• Instructions for the task:
The entries that follow should be repeated exactly, with no pictures kept.

++++++++++

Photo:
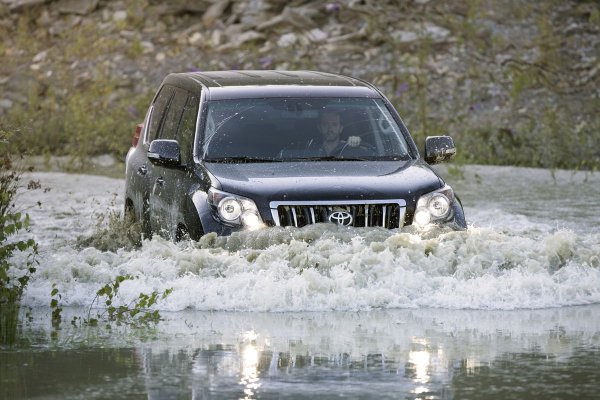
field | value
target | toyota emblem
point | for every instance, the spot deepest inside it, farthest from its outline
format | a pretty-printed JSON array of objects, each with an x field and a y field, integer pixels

++++++++++

• Exercise response:
Photo:
field | value
target | toyota emblem
point | for every instance, the spot deepest inside it, farthest from its outline
format | a pretty-printed JSON array of objects, each with an x field and a y field, integer pixels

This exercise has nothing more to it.